Detalles de la tarea – Extrae completo y sin ningún cambio el documento fuente sobre el Vivebús.

El director de Transporte, Gustavo Morales, se adelantó el fin de semana a declarar que el retorno del viejo sistema de movilidad urbana y la caída del Vivebús, tal y como lo conocemos hasta hoy, “no fue” una decisión tomada al interior del gobierno duartista “tras las protestas” del pasado miércoles 22 en contra de su jefe, César Duarte. Cuestión de semántica: si ese cambio, el que tanto habían reclamado esencialmente los usuarios del transporte se hubiera dado “antes” de las protestas, tal vez se le creería. Pero ni siquiera eso, porque en la zaga del malestar social –inclúyase el Vivebús– ya estaba inscrito desde hace mucho tiempo el sistema colectivo de transporte que una y otra vez Duarte, el PRI y el gobierno desde el cual lograron saquear al estado se aferraban a decir que todo era color de rosa y que operaba a la perfección. Casi casi un modelo de exportación, como muchas de las mentiras que esparció el cacique a lo largo de su sexenio en Canadá, China, Francia (prácticamente no se le recuerdan viajes a la tercermundista Sudamérica), España, en fin, en países del extranjero a donde, ahora se sabe, sólo iba para vacacionar, injertarse cabello nuevo en la tatema, hacer negocios propios y conocer mundo, todo con cargo al erario.

Material proporcionado –
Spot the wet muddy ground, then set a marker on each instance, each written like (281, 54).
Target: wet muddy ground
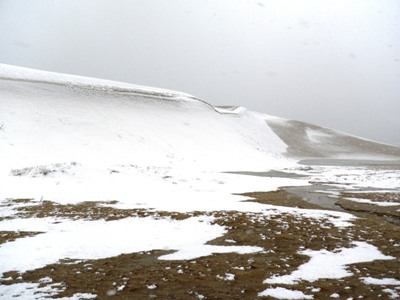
(220, 276)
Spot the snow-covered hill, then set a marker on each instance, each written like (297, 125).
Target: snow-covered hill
(91, 169)
(48, 118)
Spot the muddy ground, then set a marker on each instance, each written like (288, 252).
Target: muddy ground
(143, 276)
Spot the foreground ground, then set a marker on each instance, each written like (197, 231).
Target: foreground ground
(279, 270)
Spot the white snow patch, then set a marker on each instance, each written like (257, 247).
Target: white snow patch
(35, 292)
(101, 239)
(393, 294)
(380, 281)
(378, 203)
(282, 293)
(227, 277)
(334, 263)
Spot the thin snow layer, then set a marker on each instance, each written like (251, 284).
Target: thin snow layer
(282, 293)
(380, 281)
(378, 203)
(330, 265)
(35, 292)
(100, 239)
(355, 177)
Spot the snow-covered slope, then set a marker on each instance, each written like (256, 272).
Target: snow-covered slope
(60, 119)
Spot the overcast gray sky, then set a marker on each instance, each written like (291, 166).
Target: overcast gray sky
(332, 63)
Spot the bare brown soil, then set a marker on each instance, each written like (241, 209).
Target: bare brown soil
(142, 275)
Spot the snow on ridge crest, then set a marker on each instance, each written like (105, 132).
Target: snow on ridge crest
(28, 74)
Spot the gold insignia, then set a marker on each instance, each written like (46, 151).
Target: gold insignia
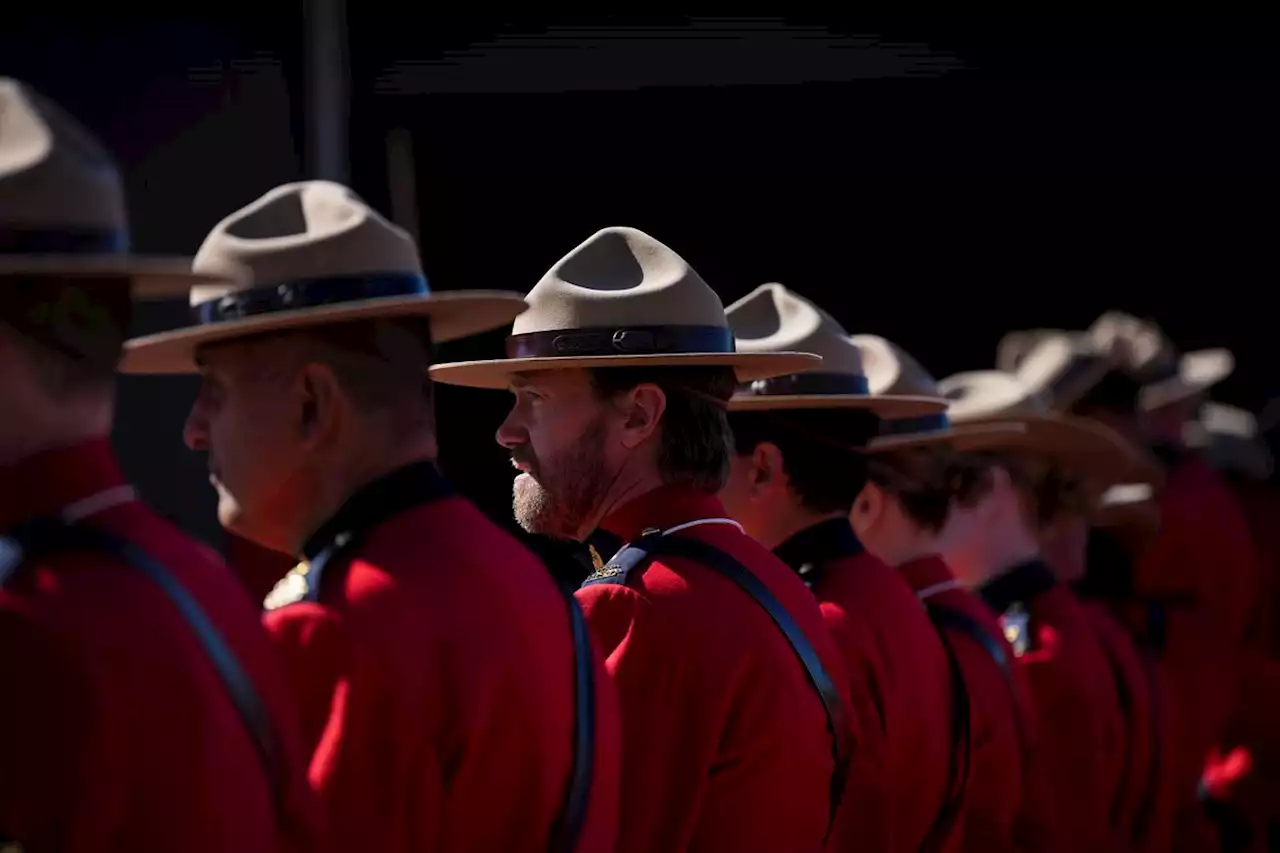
(288, 589)
(1015, 623)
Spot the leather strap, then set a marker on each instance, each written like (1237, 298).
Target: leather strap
(643, 551)
(44, 537)
(961, 739)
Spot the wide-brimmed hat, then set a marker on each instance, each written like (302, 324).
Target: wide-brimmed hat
(1078, 443)
(1229, 438)
(318, 255)
(621, 300)
(1150, 356)
(62, 204)
(773, 319)
(891, 370)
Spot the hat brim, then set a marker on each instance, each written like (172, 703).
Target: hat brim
(452, 314)
(1197, 372)
(152, 278)
(963, 437)
(888, 406)
(749, 366)
(1083, 446)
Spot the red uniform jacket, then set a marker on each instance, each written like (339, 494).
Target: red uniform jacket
(115, 730)
(1006, 806)
(1080, 737)
(1142, 811)
(1203, 565)
(894, 656)
(725, 740)
(433, 661)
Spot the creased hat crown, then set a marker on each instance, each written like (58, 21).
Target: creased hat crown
(620, 277)
(312, 229)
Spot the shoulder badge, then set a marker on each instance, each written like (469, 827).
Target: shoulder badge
(1015, 623)
(289, 589)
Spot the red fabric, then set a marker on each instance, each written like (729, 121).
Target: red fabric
(257, 568)
(725, 740)
(435, 679)
(1203, 559)
(1080, 730)
(891, 648)
(1005, 810)
(115, 731)
(1144, 803)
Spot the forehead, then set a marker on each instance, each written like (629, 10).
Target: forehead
(563, 383)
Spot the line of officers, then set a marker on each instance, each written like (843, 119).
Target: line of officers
(782, 589)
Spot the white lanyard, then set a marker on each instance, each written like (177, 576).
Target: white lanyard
(99, 502)
(698, 521)
(928, 592)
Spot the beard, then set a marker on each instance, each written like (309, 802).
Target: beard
(561, 492)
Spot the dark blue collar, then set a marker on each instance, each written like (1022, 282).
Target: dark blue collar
(388, 496)
(817, 546)
(1019, 585)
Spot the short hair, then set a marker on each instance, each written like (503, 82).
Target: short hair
(73, 328)
(822, 451)
(927, 479)
(695, 441)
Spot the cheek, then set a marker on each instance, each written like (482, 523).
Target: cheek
(737, 488)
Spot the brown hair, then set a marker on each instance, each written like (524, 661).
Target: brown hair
(695, 442)
(927, 479)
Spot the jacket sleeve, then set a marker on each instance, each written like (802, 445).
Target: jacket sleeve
(353, 733)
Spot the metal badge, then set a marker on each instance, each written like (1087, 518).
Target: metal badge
(289, 589)
(1015, 623)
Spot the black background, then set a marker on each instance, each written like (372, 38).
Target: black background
(942, 182)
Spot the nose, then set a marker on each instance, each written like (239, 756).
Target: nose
(195, 430)
(511, 432)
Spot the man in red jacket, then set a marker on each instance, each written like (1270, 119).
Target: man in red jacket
(799, 464)
(1031, 489)
(448, 689)
(904, 514)
(734, 699)
(144, 707)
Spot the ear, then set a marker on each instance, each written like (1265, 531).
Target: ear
(319, 402)
(868, 506)
(768, 469)
(641, 410)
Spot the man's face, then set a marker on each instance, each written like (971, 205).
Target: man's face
(250, 419)
(561, 437)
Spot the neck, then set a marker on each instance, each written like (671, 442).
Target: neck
(918, 547)
(782, 523)
(993, 555)
(72, 428)
(348, 477)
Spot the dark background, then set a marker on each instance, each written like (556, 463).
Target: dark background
(933, 181)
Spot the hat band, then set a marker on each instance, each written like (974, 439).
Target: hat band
(910, 425)
(63, 241)
(810, 384)
(621, 341)
(306, 293)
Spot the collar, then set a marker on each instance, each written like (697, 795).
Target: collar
(1020, 584)
(51, 480)
(369, 506)
(927, 571)
(663, 507)
(819, 544)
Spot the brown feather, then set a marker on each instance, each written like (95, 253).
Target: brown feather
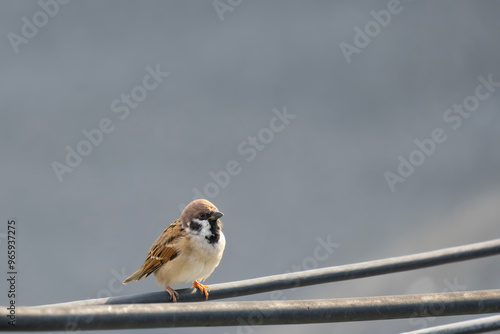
(164, 249)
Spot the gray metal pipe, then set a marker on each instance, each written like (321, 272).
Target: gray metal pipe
(136, 316)
(311, 277)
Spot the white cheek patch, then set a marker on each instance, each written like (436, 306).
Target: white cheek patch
(199, 227)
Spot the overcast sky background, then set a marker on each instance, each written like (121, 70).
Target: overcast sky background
(320, 176)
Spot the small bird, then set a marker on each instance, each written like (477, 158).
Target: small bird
(188, 250)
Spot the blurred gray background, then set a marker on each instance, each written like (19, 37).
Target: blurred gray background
(320, 176)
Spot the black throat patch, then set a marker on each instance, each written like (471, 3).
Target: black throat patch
(215, 230)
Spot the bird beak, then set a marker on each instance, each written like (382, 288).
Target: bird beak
(216, 215)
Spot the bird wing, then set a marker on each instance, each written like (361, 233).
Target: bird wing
(162, 251)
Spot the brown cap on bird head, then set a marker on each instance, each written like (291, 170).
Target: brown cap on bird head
(193, 210)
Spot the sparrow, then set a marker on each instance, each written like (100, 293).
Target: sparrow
(188, 250)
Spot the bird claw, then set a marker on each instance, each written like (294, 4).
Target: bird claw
(203, 288)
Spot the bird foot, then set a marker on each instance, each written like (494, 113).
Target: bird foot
(173, 294)
(203, 288)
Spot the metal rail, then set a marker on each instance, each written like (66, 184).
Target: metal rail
(252, 313)
(481, 325)
(311, 277)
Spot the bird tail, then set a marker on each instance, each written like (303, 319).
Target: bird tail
(138, 275)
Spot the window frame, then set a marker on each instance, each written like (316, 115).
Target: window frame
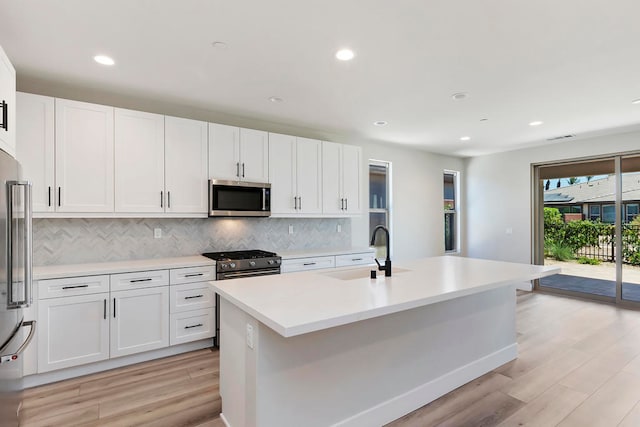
(455, 212)
(389, 202)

Resultado del ejercicio –
El director de Transporte, Gustavo Morales, se adelantó el fin de semana a declarar que el retorno del viejo sistema de movilidad urbana y la caída del Vivebús, tal y como lo conocemos hasta hoy, “no fue” una decisión tomada al interior del gobierno duartista “tras las protestas” del pasado miércoles 22 en contra de su jefe, César Duarte. Cuestión de semántica: si ese cambio, el que tanto habían reclamado esencialmente los usuarios del transporte se hubiera dado “antes” de las protestas, tal vez se le creería. Pero ni siquiera eso, porque en la zaga del malestar social –inclúyase el Vivebús– ya estaba inscrito desde hace mucho tiempo el sistema colectivo de transporte que una y otra vez Duarte, el PRI y el gobierno desde el cual lograron saquear al estado se aferraban a decir que todo era color de rosa y que operaba a la perfección. Casi casi un modelo de exportación, como muchas de las mentiras que esparció el cacique a lo largo de su sexenio en Canadá, China, Francia (prácticamente no se le recuerdan viajes a la tercermundista Sudamérica), España, en fin, en países del extranjero a donde, ahora se sabe, sólo iba para vacacionar, injertarse cabello nuevo en la tatema, hacer negocios propios y conocer mundo, todo con cargo al erario.